>> BEGIN Information shown
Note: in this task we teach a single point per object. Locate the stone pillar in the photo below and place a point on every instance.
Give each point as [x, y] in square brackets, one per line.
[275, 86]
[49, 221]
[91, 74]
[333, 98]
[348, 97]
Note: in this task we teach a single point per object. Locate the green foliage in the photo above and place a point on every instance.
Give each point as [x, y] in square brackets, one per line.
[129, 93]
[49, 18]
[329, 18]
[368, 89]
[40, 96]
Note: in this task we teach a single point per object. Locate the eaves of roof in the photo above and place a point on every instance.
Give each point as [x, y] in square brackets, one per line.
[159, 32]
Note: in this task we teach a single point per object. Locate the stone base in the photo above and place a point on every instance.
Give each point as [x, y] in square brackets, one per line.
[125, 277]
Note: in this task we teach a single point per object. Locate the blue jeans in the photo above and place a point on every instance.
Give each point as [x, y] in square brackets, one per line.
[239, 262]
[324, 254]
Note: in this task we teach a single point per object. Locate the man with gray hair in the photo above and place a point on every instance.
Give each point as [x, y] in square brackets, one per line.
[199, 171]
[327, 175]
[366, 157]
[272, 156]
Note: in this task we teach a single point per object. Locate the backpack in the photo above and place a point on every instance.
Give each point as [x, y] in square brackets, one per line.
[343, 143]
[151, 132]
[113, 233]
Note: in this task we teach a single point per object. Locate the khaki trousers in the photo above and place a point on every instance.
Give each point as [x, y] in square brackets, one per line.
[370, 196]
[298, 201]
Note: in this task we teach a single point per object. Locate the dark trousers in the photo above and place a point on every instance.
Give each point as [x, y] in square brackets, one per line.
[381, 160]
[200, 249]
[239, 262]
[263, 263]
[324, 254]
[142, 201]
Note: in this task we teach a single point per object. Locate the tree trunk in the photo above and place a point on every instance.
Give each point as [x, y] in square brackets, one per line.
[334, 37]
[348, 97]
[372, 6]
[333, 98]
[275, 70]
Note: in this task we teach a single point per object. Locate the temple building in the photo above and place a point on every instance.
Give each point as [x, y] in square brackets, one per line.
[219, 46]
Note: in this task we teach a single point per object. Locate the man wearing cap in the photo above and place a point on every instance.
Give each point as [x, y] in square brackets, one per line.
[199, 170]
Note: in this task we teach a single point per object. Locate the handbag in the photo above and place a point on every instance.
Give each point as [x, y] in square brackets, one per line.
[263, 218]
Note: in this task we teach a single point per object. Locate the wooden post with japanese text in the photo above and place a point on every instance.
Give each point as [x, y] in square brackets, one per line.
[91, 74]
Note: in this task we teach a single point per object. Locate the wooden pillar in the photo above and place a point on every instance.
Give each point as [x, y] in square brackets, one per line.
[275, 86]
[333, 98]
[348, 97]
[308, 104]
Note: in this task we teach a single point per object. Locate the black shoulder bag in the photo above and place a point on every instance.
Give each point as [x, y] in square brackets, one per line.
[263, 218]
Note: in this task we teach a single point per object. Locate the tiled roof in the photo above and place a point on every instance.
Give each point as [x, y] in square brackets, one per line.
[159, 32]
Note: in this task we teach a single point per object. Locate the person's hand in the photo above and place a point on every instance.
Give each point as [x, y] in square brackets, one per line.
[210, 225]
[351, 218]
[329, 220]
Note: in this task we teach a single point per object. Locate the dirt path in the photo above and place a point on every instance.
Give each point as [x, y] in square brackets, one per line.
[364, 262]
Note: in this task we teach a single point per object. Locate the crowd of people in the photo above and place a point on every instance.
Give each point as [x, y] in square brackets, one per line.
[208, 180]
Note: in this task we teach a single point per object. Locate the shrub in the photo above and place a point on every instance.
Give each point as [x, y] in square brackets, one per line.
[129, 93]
>> END Information shown
__Challenge__.
Format all of the data above as a two-column CSV with the header row text,answer, giving each text its own row alongside the answer that follows it. Wrap every field in double quotes and turn line breaks inside a field into spaces.

__Final answer__.
text,answer
"Note: in this task we teach a single point per object. Locate the stone pillar in the photo below and place a point on every instance. Give each point as [x, y] in square brackets, one per line.","[275, 86] [49, 221] [91, 74] [333, 98] [348, 97]"
"Note: in this task we teach a single point per object. Locate the green foliage in the photo above and place a point on every instance. Give each point as [x, y] in square brackets, one per line.","[129, 93] [49, 18] [329, 18] [368, 89] [40, 96]"
"Note: in this task we teach a single point per object. Locate the eaves of roof in the photo above and place a point on every instance. Give each point as [x, y] in square brackets, one per line.","[159, 32]"
"Note: in this task we teach a single point per object. Locate the stone base in the photo above and place a point on every instance. Give each point as [x, y] in square brackets, one per line.","[125, 277]"
"Note: in this task we teach a single point per object. Locate the blue jeans in the photo above and place a point on every instance. Give each point as [x, y] in square brackets, one per line.","[239, 262] [324, 254]"
"Note: in this task we teach a single point per object. Locate the man with gray hair in the photo above and place a point on every instance. Give each point as [x, y] in square brackets, one per line.","[199, 171] [327, 175] [366, 157] [272, 156]"
"Note: in this task we teach a single point per object. Locate the backpack in the photo above and place a point on every instance. Give each point as [x, y] in square brackets, one per line.","[343, 143] [151, 132] [113, 233]"
"Note: in this task we teach a single point per object. Locate the khaki trousers in the photo above and place a point on every instance. Give each point as [x, y] in square brackets, one per line.","[370, 196] [298, 201]"
"Note: in this task we teach a single point per object. Locate the dark trousers in the photo above and place a point on every instance. Give each point as [x, y] in square brackets, one per line.","[381, 160] [200, 249] [239, 262] [263, 263] [324, 254] [142, 201]"
"Note: in this task we teach a single point per object. Locate the tree trunk in the photo above and place a point on every instance. Give each point as [x, y] in square brackets, one per line.","[334, 37] [348, 97] [372, 6] [333, 98] [275, 70]"
"Note: in this task we teach a single point per object. Locate the temple building in the photo above and place a point on every instance. Give each point as [x, y] in square brackets, one per line.","[219, 46]"
"Note: in this task we teach a single point per object. Locate the man wearing cap in the photo above and place a point on every instance. Give each point as [x, y] in square brackets, one per line.","[199, 170]"
"Note: in this task we teach a single point per object. Locate the handbag in the photo above and place a point on every instance. Give each point as [x, y] in square brackets, one per line.","[263, 218]"
"Note: in this task we teach a single point per object. Locate the wooden post with japanese text in the photo above and place a point on every instance. Give each point as [x, y] in square brackets, one per line.","[91, 74]"
"Note: in this task we teach a single point per object. Locate the wooden pillar in the photo above and place a point on every instance. Give each point as [x, y] in square brackets, one per line.","[275, 86] [333, 98] [348, 97] [308, 104]"
"Note: in this task we teach a single point per object. Locate the black shoulder bag in the photo above and place a point on every instance. Give each point as [x, y] in square brackets, one per line.","[263, 218]"
"Note: in this task we teach a single point per object. Locate the tiled roof in the photo above and place a point on every instance. Give each point as [x, y] in square brackets, one per line.","[159, 32]"
"Note: in this task we teach a single point per object. Locate the person's hand in the photo above and place a point on every instance. Give each point as [x, y] in square brackets, one per line.","[210, 225] [351, 218] [329, 220]"
"Note: in this task we teach a single point per object. Locate the dirt path in the photo above and place a point on every instance. Give each point as [x, y] in square brackets, one per line.","[364, 262]"
"Note: in this task we teach a single point per object. Locate the crowd of people in the photo above and place a point on every instance. Give each point as [x, y] in square brackets, one per line.","[208, 180]"
"Note: in this task we teach a single point per object. Locate the shrub in the photo above and place a point on every instance. Give each point as [x, y] in square brackets, one per line.","[129, 93]"